Vanochtend hadden we samen vergaderd over de verdere uitbouw van depressiehulp.be. Eén van mijn vrijwillige engagementen. En op de terugrit hadden we het dus over de prijs van het treinticket. Hij mailde me die prijs deze namiddag door. Ik was opgelucht dat het net evenveel was als de rit op mijn rail pass. En in mijn antwoord zonet op zijn mail plaatste ik nog een voetnoot: (…) dat ik me heel erg ‘gewaardeerd’ voel in de kliek van depressiehulp. Voelt fijn. Warm dankjewel voor je bijdrage daaraan 🙂
Het deed me denken aan een voorval eerder deze week. Een aantal dagen geleden reageerde ik op een artikel op Linkedin over de meest effectieve leiderschapsstijl. Ik vond het vreemd dat nergens in het artikel het woord ‘luisteren’ voorkwam in één of andere vorm. En dat meldde ik ook in een commentaar. Vandaag zag ik hetzelfde artikel verschijnen in het Engels, met een ietwat vrouwelijke toets in de begeleidende foto en titel. Leading with style.

+-------+

§ **Schriftelijke opdracht 1**
Geef voor elke bewering aan of ze overeenkomt met het aangeleverde fragment: (a) het treinticket kostte evenveel als de rit op de rail pass, (b) het artikel op LinkedIn ging over communicatie op de werkvloer, (c) hetzelfde artikel verscheen later ook in het Engels. Antwoord telkens met ja of nee en citeer de woorden uit het fragment die de doorslag geven.

+-------+

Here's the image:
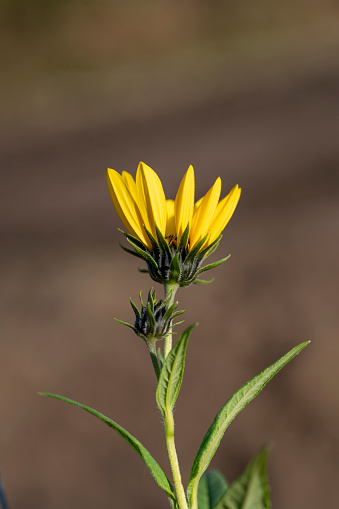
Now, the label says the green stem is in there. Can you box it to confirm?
[147,338,160,380]
[164,281,179,360]
[164,409,188,509]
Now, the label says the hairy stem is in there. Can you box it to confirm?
[147,339,160,380]
[164,409,188,509]
[164,281,179,360]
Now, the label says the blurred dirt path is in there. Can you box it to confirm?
[0,69,339,509]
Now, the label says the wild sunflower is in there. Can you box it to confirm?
[107,163,241,286]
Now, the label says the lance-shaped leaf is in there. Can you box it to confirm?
[198,470,228,509]
[156,325,195,415]
[188,341,309,509]
[40,392,176,504]
[222,448,271,509]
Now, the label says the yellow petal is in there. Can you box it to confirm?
[136,163,167,238]
[121,171,137,202]
[190,177,221,249]
[166,200,176,237]
[174,165,195,242]
[194,197,204,212]
[208,185,241,244]
[107,168,151,247]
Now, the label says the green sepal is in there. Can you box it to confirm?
[194,278,214,285]
[147,288,155,314]
[127,238,161,277]
[172,320,185,328]
[119,242,144,258]
[199,234,222,258]
[156,324,196,415]
[222,447,272,509]
[164,302,181,320]
[118,228,148,252]
[39,392,177,504]
[144,226,159,250]
[198,470,228,509]
[196,255,231,276]
[114,318,136,332]
[169,253,181,281]
[146,302,155,328]
[185,233,208,262]
[129,298,141,318]
[187,341,309,507]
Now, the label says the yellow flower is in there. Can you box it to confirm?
[107,163,241,252]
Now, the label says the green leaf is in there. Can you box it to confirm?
[39,392,176,503]
[222,448,271,509]
[156,324,195,415]
[198,470,228,509]
[188,341,309,507]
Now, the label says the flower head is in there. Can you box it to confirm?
[107,163,241,286]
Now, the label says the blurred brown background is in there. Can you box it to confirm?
[0,0,339,509]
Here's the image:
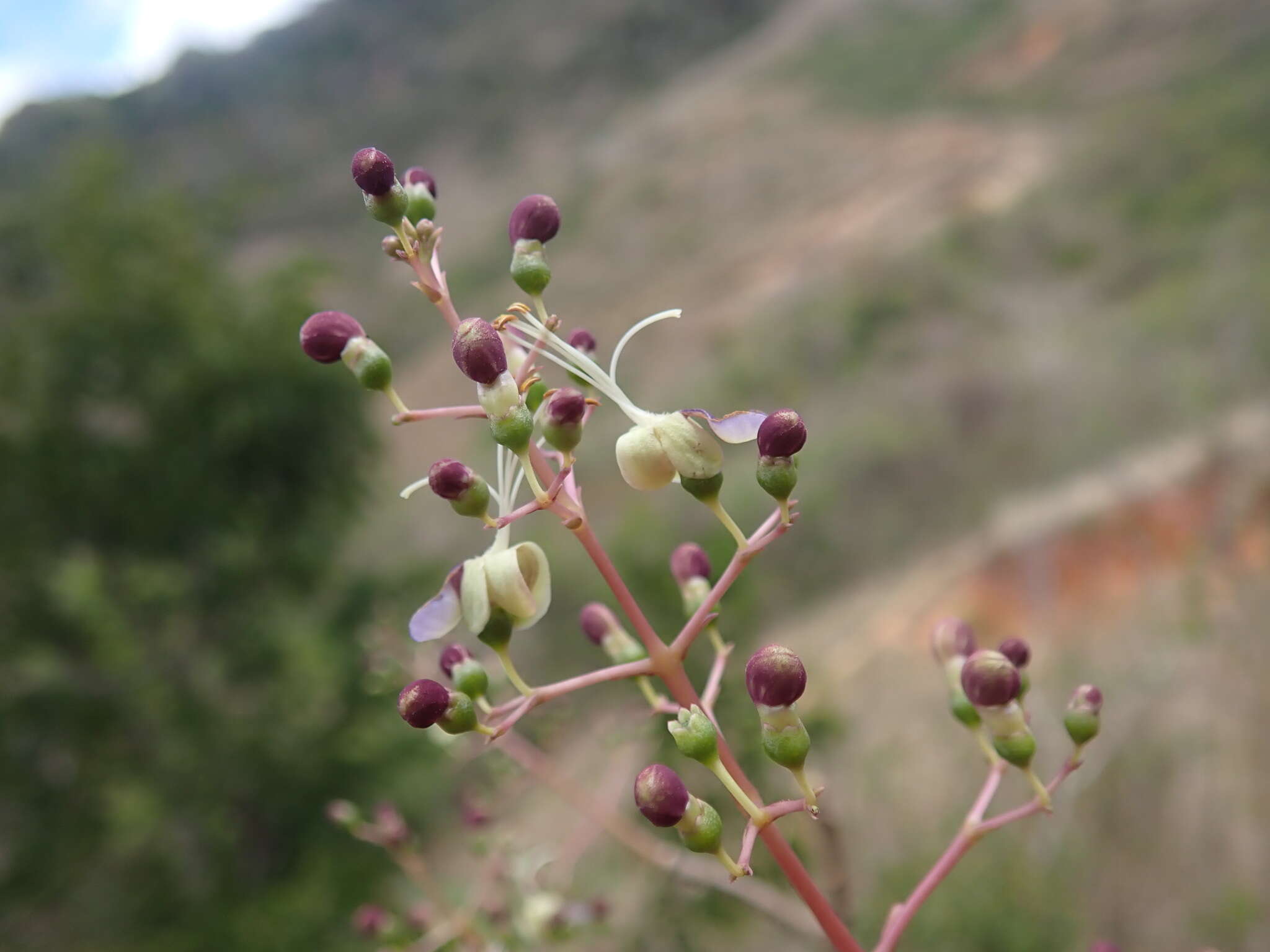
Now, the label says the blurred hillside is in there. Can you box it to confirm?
[7,0,1270,952]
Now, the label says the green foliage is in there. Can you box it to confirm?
[0,152,393,951]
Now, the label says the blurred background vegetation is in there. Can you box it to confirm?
[0,0,1270,952]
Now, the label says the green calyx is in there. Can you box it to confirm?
[512,239,551,296]
[542,423,582,453]
[757,705,812,770]
[755,456,797,501]
[476,608,512,650]
[674,793,722,853]
[949,685,983,728]
[437,690,476,734]
[680,471,722,503]
[450,658,489,698]
[1063,711,1101,746]
[489,403,533,453]
[404,182,437,221]
[525,381,548,413]
[362,182,411,227]
[339,338,393,390]
[665,705,719,764]
[450,475,489,519]
[992,731,1036,769]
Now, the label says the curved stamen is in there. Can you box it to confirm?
[608,307,683,383]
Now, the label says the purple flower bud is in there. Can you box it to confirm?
[548,387,587,426]
[670,542,710,585]
[300,311,366,363]
[569,327,596,355]
[428,459,476,500]
[931,618,974,661]
[635,764,688,826]
[758,410,806,456]
[353,902,393,940]
[997,638,1031,668]
[404,165,440,198]
[507,195,560,245]
[397,678,450,728]
[1067,684,1103,713]
[961,649,1021,707]
[745,645,806,707]
[450,317,507,386]
[440,645,473,678]
[352,146,396,195]
[578,602,618,645]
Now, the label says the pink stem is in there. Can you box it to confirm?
[874,760,1081,952]
[670,509,789,658]
[393,403,485,424]
[480,658,653,717]
[492,467,572,529]
[701,645,733,721]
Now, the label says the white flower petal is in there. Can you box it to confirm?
[617,424,674,490]
[653,413,722,480]
[411,565,464,641]
[458,556,489,635]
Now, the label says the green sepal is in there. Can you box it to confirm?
[339,338,393,390]
[476,608,512,650]
[489,403,533,453]
[949,687,983,728]
[362,182,411,227]
[512,239,551,297]
[450,658,489,698]
[665,705,719,764]
[437,690,476,734]
[992,731,1036,768]
[755,456,797,500]
[676,795,722,853]
[450,476,489,519]
[680,471,722,503]
[1063,711,1101,745]
[525,381,548,413]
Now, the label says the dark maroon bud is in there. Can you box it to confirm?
[635,764,688,826]
[670,542,710,585]
[300,311,366,363]
[997,638,1031,668]
[507,195,560,245]
[758,410,806,456]
[931,618,974,661]
[745,645,806,707]
[397,678,450,728]
[1068,684,1103,713]
[440,645,473,678]
[428,459,476,499]
[961,649,1021,707]
[450,317,507,386]
[578,602,617,645]
[548,387,587,426]
[352,146,396,195]
[405,165,440,198]
[569,327,596,354]
[353,902,393,940]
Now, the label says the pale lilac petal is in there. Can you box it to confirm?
[411,565,464,641]
[680,410,767,443]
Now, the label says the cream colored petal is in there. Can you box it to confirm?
[458,556,489,635]
[617,425,674,490]
[653,413,722,480]
[485,542,536,620]
[512,542,551,631]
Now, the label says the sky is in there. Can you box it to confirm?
[0,0,315,123]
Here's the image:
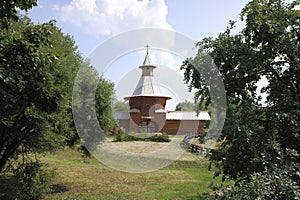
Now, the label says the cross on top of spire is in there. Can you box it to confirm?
[143,44,150,65]
[145,44,150,55]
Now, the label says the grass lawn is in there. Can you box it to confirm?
[0,142,226,200]
[43,143,225,199]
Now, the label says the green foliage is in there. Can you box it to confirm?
[114,132,171,142]
[112,100,129,113]
[0,0,37,28]
[175,100,197,111]
[16,162,55,200]
[216,168,300,200]
[0,17,81,172]
[182,0,300,199]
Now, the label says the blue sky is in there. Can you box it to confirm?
[28,0,253,110]
[28,0,249,57]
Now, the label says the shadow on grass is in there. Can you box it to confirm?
[50,184,69,194]
[0,175,69,200]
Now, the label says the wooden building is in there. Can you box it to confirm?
[114,48,210,134]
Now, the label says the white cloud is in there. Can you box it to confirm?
[59,0,172,36]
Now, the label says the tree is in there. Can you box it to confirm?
[0,0,37,28]
[182,0,300,199]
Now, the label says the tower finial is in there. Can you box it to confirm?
[143,44,150,65]
[145,44,150,55]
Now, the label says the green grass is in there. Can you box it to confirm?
[0,143,227,200]
[38,146,225,199]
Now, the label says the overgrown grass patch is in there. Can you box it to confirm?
[114,133,171,142]
[0,142,227,200]
[37,146,225,199]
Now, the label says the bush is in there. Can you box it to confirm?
[16,161,55,200]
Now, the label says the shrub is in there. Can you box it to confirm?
[16,161,55,200]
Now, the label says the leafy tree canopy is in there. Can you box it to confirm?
[182,0,300,199]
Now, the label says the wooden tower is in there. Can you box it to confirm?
[124,45,171,132]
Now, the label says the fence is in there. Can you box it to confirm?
[182,133,212,156]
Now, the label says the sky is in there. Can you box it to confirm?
[27,0,249,109]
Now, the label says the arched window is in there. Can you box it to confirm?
[139,121,158,133]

+-------+

§ **Schriftelijke opdracht 2**
Haal uit de vermeldingen elke regel die het woord "stem" bevat. Het verschil tussen hoofdletters en kleine letters telt mee.

§ **Volledige oplossing 1**
(a) Ja: "Ik was opgelucht dat het net evenveel was als de rit op mijn rail pass."
(b) Nee: "een artikel op Linkedin over de meest effectieve leiderschapsstijl"
(c) Ja: "Vandaag zag ik hetzelfde artikel verschijnen in het Engels"

§ **Volledige oplossing 2**
Now, the label says the green stem is in there. Can you box it to confirm?
Now, the label says the hairy stem is in there. Can you box it to confirm?
Now, the label says the pink stem is in there. Can you box it to confirm?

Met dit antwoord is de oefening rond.